**To do:**
Change "detect" to "locate" in the stretch from the row containing "Do you think you could detect every hair" through the row containing "[214,161,296,219]", and give only those rows back with nothing else altered.

== The input

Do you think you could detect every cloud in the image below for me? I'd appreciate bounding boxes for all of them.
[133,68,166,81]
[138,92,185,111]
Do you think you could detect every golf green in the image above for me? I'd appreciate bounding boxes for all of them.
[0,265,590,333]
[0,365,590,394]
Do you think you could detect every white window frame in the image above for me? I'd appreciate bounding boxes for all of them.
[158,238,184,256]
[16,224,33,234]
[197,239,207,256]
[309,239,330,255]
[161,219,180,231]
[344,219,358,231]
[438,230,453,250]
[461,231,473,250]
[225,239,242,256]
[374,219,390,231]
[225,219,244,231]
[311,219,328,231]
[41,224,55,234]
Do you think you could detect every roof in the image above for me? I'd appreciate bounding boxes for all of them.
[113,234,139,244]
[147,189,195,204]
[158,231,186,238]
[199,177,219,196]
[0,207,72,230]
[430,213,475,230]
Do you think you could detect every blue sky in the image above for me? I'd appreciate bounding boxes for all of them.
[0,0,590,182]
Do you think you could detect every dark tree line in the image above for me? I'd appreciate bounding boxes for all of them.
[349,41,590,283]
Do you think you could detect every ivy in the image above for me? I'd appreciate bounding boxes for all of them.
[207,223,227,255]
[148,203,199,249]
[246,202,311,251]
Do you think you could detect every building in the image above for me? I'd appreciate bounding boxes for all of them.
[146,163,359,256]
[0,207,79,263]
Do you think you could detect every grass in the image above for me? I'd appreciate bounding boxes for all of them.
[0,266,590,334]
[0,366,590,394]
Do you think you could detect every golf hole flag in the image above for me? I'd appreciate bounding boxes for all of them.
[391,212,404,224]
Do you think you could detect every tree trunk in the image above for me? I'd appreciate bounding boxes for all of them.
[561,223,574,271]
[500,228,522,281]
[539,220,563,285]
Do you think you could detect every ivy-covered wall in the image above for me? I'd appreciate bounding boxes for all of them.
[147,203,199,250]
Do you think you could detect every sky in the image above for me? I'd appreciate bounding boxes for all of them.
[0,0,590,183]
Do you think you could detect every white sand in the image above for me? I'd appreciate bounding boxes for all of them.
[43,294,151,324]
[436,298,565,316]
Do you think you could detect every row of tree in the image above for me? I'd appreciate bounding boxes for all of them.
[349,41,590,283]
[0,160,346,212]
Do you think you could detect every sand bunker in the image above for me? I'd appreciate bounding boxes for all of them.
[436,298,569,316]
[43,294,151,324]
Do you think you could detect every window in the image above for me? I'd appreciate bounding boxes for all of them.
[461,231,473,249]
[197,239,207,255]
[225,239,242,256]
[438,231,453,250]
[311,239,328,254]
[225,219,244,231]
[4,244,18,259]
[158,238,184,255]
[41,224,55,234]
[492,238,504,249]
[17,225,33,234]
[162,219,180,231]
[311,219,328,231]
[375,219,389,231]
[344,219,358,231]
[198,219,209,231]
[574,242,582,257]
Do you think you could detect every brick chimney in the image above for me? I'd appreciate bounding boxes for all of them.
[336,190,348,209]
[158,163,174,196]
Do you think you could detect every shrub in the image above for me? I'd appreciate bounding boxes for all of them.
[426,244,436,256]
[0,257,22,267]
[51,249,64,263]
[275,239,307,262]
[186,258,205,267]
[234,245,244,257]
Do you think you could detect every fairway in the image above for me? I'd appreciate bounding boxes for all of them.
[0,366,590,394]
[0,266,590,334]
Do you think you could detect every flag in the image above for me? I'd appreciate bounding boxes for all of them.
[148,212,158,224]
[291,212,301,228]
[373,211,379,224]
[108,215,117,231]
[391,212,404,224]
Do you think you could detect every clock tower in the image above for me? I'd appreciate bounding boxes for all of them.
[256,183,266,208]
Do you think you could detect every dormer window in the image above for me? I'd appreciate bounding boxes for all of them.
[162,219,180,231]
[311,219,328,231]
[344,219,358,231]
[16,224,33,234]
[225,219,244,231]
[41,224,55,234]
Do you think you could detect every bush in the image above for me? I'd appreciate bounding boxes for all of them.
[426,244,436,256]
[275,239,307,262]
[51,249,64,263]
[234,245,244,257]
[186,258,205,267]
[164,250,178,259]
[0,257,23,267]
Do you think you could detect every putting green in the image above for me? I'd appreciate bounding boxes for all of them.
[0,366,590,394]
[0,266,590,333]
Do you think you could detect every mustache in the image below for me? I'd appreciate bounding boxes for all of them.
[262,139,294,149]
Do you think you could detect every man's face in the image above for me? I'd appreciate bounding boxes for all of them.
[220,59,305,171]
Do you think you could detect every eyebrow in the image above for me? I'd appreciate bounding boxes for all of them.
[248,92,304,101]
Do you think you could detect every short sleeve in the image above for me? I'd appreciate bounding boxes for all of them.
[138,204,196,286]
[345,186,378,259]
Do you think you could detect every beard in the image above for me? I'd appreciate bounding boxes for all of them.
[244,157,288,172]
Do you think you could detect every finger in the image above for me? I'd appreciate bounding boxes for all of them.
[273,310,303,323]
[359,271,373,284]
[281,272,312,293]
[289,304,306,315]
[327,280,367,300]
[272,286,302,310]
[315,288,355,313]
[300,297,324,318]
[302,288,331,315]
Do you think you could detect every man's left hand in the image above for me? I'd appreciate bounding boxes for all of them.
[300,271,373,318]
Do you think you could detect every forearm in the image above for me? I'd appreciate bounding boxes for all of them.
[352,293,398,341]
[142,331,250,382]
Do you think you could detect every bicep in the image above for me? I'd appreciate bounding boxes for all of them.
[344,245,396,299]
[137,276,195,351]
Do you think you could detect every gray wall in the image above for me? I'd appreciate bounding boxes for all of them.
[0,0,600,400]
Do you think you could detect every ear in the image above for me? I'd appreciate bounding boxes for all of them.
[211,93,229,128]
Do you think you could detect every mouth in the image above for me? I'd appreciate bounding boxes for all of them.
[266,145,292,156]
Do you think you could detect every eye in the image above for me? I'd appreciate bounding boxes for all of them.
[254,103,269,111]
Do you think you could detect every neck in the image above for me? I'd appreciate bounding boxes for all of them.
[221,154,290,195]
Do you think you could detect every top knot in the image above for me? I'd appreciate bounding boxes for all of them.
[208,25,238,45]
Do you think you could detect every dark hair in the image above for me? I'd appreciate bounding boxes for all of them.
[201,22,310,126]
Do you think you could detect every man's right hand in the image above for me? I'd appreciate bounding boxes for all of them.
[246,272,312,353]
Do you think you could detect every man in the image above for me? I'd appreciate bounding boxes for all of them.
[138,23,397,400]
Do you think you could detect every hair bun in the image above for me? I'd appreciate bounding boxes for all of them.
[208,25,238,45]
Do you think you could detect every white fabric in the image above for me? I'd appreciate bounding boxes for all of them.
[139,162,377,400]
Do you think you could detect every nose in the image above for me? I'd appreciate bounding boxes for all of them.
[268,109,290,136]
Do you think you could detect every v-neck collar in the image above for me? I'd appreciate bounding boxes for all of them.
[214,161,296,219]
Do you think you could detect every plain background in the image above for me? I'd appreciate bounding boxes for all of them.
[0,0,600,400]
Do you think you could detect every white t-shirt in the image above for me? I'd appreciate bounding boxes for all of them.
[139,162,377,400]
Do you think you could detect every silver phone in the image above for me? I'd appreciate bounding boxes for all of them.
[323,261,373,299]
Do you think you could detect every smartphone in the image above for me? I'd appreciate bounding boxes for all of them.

====

**Task result:**
Do you think you could locate every hair bun in the image above for me? I'd appreciate bounding boxes for all of them.
[208,25,238,45]
Do you think you could locate every white fabric in the image above for me? I'd appreciate bounding boxes for all of them.
[139,162,377,400]
Do you think you could locate every nose in the image above for me? I'd appreciate bounding boxes for all of them.
[268,109,290,136]
Do you think you could locate every v-neck collar in the image above for me? I'd appreciate bounding boxes for all of them.
[214,161,296,219]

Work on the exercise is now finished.